**TASK OBJECTIVE**
Look below for the line containing "One point belongs on each instance of the sidewalk.". Output it and each remaining line of the entries exactly, and nothing else.

**EXTRACTED MATERIAL**

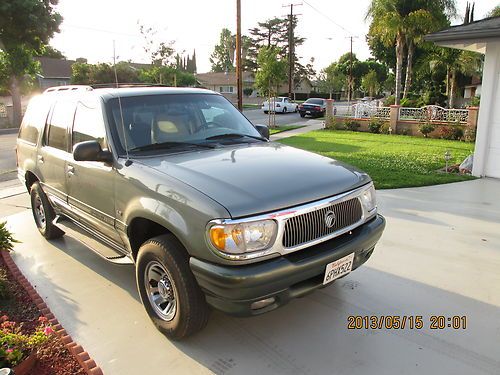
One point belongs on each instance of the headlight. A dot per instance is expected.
(368, 199)
(243, 237)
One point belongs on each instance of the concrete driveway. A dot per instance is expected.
(440, 255)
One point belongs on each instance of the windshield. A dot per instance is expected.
(180, 118)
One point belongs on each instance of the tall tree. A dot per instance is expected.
(25, 26)
(222, 59)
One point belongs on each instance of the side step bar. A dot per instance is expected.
(93, 241)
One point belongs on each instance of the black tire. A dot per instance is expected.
(191, 310)
(43, 213)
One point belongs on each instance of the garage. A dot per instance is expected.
(482, 36)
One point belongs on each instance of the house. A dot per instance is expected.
(54, 72)
(481, 36)
(225, 82)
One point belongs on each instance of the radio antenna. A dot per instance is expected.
(127, 162)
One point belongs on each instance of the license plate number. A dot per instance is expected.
(338, 268)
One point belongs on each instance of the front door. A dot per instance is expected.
(91, 184)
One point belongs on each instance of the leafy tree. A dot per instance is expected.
(331, 79)
(222, 59)
(495, 12)
(161, 53)
(25, 27)
(370, 83)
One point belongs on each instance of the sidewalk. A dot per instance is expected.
(309, 126)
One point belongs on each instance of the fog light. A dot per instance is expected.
(262, 303)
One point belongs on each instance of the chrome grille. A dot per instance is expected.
(312, 225)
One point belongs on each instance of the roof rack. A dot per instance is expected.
(125, 85)
(68, 88)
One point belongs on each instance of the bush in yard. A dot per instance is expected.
(450, 132)
(470, 134)
(375, 125)
(6, 238)
(351, 125)
(426, 129)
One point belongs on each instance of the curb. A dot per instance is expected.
(82, 357)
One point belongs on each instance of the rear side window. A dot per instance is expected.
(34, 120)
(88, 125)
(61, 119)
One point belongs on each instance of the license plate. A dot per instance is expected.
(338, 268)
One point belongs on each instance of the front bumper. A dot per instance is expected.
(233, 289)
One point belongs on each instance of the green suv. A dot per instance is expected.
(183, 186)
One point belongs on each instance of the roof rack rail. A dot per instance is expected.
(67, 88)
(125, 85)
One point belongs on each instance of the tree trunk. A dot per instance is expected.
(453, 81)
(399, 67)
(15, 91)
(409, 69)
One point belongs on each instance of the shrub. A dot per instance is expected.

**SOLUTION FOR THIS PROBLEM**
One point belongs on each instance of the sidewalk. A dot per instance is expected.
(309, 126)
One point belongs on each instance of the fog light. A dot per instance is expected.
(262, 303)
One point belongs on each instance of the chrome grille. A dot per instance is expected.
(312, 225)
One point belongs on each instance of the roof rack. A dot per instance is expected.
(125, 85)
(68, 88)
One point belongs on each instance of the bush in yard. A dot per instance is expected.
(450, 132)
(470, 134)
(375, 125)
(6, 238)
(351, 125)
(426, 129)
One point belongs on each instance of the curb. A dot per instance is expected.
(82, 357)
One point belongs on each instance of the rear side window. A dot per instance is expected.
(34, 120)
(88, 125)
(61, 119)
One point belongs on each instance of the license plate. A dot per instance is expected.
(338, 268)
One point belongs on each instance of the front bumper. A dot per instance is expected.
(233, 289)
One point belongs on each instance of the green suv. A dot per instance is expected.
(183, 186)
One point belongs on each instance of the roof rack rail. A dot per instance is expected.
(67, 88)
(125, 85)
One point belongs on each instance of the tree trunk. A dot per instance is expected.
(453, 81)
(399, 67)
(15, 91)
(409, 69)
One point belongs on each instance of the shrub. A dot per instance is expected.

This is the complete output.